## YOUR TASK
Copy exactly the lines from the one containing "label: black suv" through the last line of the records, both included, and nothing more.

Saved data entries

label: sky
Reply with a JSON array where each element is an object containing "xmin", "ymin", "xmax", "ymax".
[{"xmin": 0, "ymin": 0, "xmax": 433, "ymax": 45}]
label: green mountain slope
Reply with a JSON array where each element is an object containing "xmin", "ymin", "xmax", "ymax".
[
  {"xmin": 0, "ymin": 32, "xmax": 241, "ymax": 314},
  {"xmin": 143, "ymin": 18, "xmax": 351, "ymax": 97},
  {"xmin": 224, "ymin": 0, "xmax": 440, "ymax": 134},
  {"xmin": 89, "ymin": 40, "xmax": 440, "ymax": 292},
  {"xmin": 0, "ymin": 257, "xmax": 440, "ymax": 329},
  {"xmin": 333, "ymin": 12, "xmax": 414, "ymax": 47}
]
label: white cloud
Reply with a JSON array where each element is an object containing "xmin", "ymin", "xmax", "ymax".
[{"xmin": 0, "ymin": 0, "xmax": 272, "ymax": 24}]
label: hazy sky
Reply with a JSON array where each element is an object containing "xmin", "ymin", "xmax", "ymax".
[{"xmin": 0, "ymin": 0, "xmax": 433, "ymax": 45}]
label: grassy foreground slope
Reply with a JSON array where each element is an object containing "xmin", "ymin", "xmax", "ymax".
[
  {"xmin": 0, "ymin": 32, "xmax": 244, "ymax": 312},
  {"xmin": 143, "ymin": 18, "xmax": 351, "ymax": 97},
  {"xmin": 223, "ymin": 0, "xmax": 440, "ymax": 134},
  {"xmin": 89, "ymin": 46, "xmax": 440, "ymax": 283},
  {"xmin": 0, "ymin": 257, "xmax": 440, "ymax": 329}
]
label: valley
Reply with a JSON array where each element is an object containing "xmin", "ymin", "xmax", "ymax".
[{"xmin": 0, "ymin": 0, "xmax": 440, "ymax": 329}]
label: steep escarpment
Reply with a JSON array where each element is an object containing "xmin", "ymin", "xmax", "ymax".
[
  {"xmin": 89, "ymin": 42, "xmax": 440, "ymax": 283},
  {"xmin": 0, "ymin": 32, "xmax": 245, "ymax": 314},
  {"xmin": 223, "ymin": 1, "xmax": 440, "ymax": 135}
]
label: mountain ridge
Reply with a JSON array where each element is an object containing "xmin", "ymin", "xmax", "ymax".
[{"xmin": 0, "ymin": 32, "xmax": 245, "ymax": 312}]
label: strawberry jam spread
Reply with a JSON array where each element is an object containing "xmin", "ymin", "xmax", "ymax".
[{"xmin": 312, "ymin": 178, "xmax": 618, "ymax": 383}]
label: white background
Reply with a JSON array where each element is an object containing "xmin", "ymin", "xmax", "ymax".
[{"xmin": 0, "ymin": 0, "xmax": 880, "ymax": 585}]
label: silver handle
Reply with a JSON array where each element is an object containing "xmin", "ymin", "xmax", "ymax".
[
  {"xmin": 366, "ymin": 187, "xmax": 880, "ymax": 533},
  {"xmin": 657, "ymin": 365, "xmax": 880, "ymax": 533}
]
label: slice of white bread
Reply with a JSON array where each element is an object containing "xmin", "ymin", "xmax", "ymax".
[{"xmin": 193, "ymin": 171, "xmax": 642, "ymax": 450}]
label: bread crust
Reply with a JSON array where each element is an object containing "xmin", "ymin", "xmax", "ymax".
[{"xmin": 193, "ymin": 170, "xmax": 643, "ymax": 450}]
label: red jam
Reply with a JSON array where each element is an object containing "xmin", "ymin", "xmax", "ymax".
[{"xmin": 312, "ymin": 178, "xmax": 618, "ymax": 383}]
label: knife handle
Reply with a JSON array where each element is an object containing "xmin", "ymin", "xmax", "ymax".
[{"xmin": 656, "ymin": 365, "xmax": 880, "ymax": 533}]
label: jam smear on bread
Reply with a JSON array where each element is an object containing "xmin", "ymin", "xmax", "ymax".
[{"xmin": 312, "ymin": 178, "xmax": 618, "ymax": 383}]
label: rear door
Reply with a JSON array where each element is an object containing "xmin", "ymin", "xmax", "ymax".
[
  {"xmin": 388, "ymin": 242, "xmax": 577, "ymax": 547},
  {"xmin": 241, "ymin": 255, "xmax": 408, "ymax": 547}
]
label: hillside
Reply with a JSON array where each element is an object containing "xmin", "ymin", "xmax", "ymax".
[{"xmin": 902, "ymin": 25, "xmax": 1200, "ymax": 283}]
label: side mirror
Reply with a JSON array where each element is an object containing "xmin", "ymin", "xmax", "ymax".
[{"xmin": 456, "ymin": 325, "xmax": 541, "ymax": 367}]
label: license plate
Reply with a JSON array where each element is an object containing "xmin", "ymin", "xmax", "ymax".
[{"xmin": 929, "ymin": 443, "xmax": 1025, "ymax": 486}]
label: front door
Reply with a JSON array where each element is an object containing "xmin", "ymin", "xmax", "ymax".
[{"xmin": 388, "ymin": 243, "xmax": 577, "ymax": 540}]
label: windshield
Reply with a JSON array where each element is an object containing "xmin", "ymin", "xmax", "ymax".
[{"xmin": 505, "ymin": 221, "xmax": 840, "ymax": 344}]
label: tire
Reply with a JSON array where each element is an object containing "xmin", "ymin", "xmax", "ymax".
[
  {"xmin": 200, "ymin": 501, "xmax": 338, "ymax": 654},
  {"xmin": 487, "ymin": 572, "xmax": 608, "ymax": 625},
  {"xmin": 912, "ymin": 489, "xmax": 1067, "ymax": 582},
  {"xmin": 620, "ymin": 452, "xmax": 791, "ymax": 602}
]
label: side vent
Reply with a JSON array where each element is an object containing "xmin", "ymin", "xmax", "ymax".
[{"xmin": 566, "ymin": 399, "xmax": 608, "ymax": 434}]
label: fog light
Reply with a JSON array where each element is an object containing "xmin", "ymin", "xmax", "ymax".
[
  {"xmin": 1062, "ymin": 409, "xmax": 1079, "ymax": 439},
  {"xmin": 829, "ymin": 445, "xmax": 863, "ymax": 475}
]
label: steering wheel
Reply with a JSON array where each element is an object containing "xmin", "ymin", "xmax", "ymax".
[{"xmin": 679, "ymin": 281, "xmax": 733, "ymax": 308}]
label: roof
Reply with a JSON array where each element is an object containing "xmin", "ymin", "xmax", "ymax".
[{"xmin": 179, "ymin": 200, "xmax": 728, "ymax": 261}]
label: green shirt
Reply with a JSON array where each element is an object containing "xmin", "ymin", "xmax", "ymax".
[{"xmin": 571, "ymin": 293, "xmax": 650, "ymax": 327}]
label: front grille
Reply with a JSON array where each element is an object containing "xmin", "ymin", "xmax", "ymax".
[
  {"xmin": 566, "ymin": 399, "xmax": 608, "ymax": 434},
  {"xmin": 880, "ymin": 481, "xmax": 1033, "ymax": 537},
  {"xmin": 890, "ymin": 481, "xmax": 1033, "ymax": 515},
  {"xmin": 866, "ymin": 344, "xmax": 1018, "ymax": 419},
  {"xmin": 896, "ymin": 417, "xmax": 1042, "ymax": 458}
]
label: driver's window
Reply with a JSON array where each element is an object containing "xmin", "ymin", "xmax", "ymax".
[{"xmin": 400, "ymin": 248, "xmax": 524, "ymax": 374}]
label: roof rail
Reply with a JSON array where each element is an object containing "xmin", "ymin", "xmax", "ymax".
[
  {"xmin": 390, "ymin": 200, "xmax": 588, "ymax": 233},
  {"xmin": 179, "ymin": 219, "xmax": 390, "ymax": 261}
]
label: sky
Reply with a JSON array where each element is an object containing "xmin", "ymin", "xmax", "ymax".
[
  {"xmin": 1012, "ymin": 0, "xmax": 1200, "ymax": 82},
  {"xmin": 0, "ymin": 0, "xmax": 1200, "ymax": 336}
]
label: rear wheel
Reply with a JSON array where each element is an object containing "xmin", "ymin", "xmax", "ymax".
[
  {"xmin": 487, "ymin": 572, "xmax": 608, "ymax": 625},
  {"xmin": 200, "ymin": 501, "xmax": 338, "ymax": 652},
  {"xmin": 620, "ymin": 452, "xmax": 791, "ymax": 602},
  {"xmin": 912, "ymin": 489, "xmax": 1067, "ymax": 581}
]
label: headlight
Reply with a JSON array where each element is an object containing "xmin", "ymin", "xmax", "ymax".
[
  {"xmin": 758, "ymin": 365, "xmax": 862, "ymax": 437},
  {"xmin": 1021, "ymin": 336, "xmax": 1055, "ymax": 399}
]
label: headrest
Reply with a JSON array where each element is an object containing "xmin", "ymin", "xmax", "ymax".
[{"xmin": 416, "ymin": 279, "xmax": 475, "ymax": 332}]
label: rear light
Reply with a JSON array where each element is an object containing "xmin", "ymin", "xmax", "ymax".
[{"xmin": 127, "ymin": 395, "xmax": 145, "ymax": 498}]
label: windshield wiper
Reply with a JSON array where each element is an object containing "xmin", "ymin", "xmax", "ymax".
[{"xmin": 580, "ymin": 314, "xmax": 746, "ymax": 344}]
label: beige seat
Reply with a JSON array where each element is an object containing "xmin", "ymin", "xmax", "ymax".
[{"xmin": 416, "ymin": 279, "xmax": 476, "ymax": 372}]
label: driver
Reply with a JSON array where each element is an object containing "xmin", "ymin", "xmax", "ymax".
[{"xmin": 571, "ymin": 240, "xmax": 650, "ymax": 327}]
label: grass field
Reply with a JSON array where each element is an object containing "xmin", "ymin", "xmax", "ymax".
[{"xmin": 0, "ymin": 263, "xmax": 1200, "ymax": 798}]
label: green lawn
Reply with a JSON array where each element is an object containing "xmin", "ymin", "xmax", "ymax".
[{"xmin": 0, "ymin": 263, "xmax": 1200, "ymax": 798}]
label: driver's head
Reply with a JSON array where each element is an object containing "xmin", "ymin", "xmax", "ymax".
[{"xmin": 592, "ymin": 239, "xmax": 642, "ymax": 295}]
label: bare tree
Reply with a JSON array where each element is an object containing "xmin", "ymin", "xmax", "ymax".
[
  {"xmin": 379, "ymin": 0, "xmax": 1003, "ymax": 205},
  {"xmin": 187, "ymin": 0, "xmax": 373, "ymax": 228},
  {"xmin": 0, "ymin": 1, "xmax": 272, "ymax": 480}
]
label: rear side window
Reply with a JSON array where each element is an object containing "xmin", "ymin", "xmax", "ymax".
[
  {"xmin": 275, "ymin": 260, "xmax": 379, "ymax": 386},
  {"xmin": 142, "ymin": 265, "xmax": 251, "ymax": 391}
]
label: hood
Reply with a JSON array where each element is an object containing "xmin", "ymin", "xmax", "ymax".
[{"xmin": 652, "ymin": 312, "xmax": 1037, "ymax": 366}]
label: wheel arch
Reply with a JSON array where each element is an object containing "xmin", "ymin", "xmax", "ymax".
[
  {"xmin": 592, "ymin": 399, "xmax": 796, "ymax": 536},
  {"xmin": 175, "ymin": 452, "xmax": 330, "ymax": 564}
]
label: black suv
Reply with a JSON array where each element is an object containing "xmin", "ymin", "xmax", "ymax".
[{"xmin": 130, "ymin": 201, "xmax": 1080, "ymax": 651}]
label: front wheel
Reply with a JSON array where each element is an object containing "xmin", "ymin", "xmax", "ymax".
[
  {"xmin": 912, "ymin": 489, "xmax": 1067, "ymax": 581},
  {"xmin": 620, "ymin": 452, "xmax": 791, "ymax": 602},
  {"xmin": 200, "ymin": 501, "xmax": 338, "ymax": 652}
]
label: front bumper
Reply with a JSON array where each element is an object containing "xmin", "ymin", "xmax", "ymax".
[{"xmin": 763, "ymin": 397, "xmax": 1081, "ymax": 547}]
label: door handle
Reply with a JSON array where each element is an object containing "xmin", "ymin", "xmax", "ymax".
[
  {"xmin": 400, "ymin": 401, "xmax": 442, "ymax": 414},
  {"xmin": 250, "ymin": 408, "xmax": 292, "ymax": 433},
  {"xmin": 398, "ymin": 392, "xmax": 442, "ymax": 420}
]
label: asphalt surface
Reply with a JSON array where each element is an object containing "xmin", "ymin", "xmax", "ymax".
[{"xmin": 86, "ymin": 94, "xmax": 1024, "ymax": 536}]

## EXERCISE SOLUTION
label: black suv
Reply with a JSON array where each element is an object containing "xmin", "ymin", "xmax", "ymax".
[{"xmin": 130, "ymin": 201, "xmax": 1080, "ymax": 651}]
label: front wheel
Reply with a JSON array where each element is an object containing "xmin", "ymin", "xmax", "ymax".
[
  {"xmin": 912, "ymin": 489, "xmax": 1067, "ymax": 581},
  {"xmin": 620, "ymin": 452, "xmax": 791, "ymax": 602},
  {"xmin": 200, "ymin": 501, "xmax": 338, "ymax": 652}
]
label: front bumper
Reply with a JSON array where each element is an object containing "xmin", "ymin", "xmax", "ymax".
[{"xmin": 763, "ymin": 397, "xmax": 1081, "ymax": 547}]
label: door handle
Reply with a JSON array where each element is an object containing "xmin", "ymin", "xmax", "ymax".
[
  {"xmin": 400, "ymin": 401, "xmax": 442, "ymax": 414},
  {"xmin": 250, "ymin": 408, "xmax": 292, "ymax": 433},
  {"xmin": 398, "ymin": 392, "xmax": 442, "ymax": 420}
]
label: asphalt surface
Reply with a JSON array where each element is an object containing "xmin", "ymin", "xmax", "ymax".
[{"xmin": 86, "ymin": 94, "xmax": 1024, "ymax": 536}]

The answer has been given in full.